Trecho fornecido:
- - - -
O princípio era sempre o mesmo: reunir, em um único espaço, as maravilhas do mundo natural e do engenho humano. O gabinete era, ao mesmo tempo, biblioteca, laboratório e teatro de ilusões. Não existia ainda a separação rígida entre disciplinas, e a curiosidade era a força motriz. Cada objeto era menos importante por si só e mais valioso pelo efeito de espanto que causava ao visitante.

Com o tempo, muitos desses gabinetes se tornaram públicos, dando origem a museus de história natural e coleções artísticas. O Museu Ashmolean, em Oxford, fundado em 1683, foi o primeiro a se apresentar como herdeiro direto de um Wunderkammer. Em outras palavras, a ideia de que a cultura pode ser exibida, catalogada e compartilhada nasce do impulso de colecionar o estranho.

Fascínio pelo estranho e microeconomia do colecionismo

O retorno dos gabinetes de curiosidades não se explica apenas pela estética. Existe uma lógica econômica que sustenta esse fascínio. Em mercados saturados de objetos produzidos em massa, aquilo que foge ao padrão ganha valor. O estranho, o grotesco ou o raro funcionam como bens de distinção, reforçando o que Pierre Bourdieu chamaria de capital simbólico: possuir aquilo que poucos têm, mesmo que seja apenas uma pedra com formato inusitado ou um inseto emoldurado.

Do ponto de vista da microeconomia, o gabinete é uma resposta à escassez. Ao contrário da produção industrial, cada objeto estranho carrega a aura da singularidade. Esse caráter único reduz a possibilidade de substituição e justifica preços mais altos. É a mesma lógica que move nichos como a taxidermia artística, a venda de fósseis em feiras internacionais ou o mercado de arte outsider, onde peças sem autoria consagrada alcançam valores surpreendentes justamente por sua raridade.

O fenômeno dialoga também com tendências contemporâneas de consumo. Nos últimos anos, o colecionismo de brinquedos excêntricos, como Funko Pop ou Labubu, revelou que a economia da estranheza pode ser altamente lucrativa. O que une todos esses mercados é a capacidade de transformar a surpresa em valor econômico. O objeto não precisa ser belo no sentido clássico; precisa apenas provocar espanto, despertar curiosidade e parecer insubstituível.

Em última instância, o gabinete de curiosidades moderno é um microcosmo de oferta e demanda peculiar: quanto mais improvável o item, maior sua atratividade. Nesse cenário, a estética do insólito torna-se não apenas uma questão de gosto, mas também uma estratégia de valorização.
- - - -
Dados fornecidos:
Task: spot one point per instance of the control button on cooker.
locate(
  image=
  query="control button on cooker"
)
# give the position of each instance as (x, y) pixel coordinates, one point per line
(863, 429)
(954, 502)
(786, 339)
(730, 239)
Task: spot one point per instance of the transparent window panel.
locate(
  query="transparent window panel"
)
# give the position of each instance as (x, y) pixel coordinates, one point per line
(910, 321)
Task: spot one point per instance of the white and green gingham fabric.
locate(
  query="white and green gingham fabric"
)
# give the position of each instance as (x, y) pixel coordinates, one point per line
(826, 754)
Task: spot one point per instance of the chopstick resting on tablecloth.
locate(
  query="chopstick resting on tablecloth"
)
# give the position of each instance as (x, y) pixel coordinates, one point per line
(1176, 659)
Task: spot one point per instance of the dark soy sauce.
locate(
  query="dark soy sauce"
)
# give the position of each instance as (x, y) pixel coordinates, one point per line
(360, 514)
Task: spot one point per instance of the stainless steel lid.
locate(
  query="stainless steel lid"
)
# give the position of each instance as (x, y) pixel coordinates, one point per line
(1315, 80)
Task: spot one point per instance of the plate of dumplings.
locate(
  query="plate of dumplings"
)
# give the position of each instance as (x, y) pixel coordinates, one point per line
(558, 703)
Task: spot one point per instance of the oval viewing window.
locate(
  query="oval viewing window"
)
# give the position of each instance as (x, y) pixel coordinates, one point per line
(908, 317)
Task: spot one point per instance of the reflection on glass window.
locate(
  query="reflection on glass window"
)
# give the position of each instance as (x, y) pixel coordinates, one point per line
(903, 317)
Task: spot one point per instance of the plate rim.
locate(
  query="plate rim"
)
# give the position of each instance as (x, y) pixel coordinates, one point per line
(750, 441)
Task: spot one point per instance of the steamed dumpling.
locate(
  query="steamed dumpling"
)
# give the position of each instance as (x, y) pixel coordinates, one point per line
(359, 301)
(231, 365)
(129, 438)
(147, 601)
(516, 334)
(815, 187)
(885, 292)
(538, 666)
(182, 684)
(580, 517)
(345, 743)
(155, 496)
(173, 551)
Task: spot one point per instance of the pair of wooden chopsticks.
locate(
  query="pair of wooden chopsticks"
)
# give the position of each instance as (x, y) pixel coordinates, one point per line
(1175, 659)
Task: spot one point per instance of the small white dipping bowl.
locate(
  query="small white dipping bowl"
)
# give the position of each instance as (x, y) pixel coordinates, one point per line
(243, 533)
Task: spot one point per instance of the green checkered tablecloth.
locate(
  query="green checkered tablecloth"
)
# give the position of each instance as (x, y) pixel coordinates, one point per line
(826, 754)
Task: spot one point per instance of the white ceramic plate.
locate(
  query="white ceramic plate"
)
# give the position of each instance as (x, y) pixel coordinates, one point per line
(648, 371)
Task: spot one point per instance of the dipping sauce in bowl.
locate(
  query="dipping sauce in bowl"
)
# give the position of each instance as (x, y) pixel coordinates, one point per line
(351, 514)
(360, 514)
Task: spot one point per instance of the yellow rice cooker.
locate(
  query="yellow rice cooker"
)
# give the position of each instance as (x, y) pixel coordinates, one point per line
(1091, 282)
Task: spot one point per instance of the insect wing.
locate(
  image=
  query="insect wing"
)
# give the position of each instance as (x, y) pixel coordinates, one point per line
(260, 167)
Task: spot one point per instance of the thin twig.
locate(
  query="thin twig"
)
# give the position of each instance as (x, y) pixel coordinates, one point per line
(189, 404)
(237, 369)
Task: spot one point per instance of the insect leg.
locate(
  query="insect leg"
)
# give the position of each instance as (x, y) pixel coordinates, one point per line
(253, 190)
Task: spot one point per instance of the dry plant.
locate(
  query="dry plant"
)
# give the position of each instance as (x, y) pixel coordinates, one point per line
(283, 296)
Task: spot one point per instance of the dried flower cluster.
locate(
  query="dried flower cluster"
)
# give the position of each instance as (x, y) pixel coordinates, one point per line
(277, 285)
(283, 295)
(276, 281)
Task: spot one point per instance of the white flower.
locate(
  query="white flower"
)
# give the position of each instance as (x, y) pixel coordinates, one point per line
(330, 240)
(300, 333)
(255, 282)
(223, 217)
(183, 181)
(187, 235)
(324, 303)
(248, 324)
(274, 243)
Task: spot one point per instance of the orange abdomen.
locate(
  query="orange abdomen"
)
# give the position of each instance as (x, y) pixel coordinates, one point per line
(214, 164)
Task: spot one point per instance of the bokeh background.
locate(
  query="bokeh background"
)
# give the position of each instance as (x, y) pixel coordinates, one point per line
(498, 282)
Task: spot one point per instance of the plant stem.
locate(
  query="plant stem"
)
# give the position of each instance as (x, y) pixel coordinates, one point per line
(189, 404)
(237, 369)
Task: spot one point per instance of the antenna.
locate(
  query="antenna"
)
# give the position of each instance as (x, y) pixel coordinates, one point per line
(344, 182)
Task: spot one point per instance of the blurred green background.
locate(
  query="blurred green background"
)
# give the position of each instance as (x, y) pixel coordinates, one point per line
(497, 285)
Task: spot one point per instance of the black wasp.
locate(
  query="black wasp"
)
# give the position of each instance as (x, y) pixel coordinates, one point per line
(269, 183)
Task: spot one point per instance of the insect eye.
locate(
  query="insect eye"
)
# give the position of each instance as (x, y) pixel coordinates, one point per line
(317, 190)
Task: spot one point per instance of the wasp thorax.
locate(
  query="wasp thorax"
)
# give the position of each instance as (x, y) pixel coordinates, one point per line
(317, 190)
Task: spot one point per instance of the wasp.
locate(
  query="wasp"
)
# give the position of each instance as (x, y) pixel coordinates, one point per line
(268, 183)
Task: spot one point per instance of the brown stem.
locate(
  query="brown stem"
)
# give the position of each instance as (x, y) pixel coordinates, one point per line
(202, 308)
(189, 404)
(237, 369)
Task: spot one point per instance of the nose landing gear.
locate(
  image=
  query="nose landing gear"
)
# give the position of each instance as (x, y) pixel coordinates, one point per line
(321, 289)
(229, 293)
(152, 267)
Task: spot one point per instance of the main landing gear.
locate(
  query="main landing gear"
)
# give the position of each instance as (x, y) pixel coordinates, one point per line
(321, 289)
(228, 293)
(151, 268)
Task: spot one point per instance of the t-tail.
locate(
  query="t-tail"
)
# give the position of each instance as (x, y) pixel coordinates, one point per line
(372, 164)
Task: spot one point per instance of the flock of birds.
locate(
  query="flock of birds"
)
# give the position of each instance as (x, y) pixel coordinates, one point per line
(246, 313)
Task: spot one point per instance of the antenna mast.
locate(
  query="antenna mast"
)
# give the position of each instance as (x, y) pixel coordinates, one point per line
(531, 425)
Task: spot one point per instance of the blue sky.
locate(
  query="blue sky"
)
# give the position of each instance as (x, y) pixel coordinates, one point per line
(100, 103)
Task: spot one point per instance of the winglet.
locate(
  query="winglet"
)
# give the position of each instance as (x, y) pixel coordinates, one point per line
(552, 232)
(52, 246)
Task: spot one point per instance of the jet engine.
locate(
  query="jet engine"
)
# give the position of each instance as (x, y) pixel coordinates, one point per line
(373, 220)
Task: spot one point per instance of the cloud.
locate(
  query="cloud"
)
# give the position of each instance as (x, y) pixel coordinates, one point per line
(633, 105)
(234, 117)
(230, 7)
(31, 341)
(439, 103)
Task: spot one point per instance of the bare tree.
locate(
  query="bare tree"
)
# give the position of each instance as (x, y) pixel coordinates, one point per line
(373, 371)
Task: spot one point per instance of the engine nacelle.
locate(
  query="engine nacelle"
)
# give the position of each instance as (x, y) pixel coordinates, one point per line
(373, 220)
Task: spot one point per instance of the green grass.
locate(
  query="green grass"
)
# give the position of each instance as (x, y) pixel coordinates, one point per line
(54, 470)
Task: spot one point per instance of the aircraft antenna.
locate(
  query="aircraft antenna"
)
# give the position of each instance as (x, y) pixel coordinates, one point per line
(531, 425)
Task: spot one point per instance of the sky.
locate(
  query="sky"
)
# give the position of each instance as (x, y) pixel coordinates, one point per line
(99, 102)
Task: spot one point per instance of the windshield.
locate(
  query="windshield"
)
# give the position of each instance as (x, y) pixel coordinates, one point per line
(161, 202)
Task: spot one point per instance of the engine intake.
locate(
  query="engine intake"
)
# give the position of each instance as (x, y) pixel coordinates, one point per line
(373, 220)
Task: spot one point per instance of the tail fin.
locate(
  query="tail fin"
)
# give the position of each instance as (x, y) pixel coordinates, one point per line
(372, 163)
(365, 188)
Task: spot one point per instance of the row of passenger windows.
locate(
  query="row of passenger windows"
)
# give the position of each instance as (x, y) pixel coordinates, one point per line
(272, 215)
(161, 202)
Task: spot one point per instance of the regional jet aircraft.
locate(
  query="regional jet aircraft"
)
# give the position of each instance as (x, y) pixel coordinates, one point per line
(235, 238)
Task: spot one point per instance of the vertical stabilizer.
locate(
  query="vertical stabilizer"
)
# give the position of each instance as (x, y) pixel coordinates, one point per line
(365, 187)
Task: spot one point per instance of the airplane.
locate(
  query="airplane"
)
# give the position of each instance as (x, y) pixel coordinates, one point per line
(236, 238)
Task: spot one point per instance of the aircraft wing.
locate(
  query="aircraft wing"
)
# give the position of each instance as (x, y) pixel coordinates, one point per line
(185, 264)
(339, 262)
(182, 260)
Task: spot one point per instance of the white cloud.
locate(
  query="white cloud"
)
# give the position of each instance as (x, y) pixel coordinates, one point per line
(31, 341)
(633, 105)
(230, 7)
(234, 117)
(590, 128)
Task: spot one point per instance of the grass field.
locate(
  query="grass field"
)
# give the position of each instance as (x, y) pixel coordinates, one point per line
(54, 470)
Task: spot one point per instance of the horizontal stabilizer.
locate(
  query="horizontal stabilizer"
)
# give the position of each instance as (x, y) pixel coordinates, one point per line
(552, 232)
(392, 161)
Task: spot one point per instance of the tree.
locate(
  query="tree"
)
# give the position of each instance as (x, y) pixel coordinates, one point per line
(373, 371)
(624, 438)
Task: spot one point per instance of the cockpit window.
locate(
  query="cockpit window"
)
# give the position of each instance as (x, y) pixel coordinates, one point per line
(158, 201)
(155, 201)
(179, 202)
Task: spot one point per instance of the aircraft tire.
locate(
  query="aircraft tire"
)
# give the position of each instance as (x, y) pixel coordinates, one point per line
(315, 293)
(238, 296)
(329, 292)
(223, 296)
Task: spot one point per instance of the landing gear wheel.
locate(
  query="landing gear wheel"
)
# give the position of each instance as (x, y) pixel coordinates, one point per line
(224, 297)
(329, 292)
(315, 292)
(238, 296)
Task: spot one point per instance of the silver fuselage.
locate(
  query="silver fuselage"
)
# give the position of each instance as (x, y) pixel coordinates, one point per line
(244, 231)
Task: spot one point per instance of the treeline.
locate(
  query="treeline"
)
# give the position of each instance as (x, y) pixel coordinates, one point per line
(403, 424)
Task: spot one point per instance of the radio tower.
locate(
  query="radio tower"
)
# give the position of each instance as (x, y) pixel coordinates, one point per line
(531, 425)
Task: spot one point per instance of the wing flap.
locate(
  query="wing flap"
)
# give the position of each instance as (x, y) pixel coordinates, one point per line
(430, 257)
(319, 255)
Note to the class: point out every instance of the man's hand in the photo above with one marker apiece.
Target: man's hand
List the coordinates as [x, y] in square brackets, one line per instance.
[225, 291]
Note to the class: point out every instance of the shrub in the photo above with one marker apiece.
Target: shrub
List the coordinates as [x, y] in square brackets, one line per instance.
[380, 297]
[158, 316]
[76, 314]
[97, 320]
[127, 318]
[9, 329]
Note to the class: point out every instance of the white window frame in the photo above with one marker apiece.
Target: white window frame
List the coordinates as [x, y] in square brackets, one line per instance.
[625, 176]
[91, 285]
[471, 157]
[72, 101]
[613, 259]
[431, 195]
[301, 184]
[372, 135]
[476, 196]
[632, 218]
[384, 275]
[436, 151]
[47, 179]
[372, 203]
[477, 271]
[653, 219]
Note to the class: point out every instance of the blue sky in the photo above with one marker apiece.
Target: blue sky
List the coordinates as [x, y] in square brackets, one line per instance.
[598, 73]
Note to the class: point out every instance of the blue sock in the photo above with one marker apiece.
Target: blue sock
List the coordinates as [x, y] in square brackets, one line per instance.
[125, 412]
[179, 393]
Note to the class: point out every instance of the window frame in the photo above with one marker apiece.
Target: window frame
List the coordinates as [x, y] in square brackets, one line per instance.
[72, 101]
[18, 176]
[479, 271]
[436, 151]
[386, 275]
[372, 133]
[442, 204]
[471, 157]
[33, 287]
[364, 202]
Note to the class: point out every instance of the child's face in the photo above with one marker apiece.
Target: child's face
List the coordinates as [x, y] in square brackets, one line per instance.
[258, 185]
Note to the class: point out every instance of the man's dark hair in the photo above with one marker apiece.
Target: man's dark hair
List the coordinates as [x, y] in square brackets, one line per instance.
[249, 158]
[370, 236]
- - - -
Partes do exercício:
1 - Transcreva o trecho sobre os gabinetes de curiosidades entre "Do ponto de" e "por sua raridade.", inclusive.
2 - Determine quantas linhas das entradas contêm a palavra "blue". Responda somente com o número.

Respostas corretas:
1 -
Do ponto de vista da microeconomia, o gabinete é uma resposta à escassez. Ao contrário da produção industrial, cada objeto estranho carrega a aura da singularidade. Esse caráter único reduz a possibilidade de substituição e justifica preços mais altos. É a mesma lógica que move nichos como a taxidermia artística, a venda de fósseis em feiras internacionais ou o mercado de arte outsider, onde peças sem autoria consagrada alcançam valores surpreendentes justamente por sua raridade.

2 - 6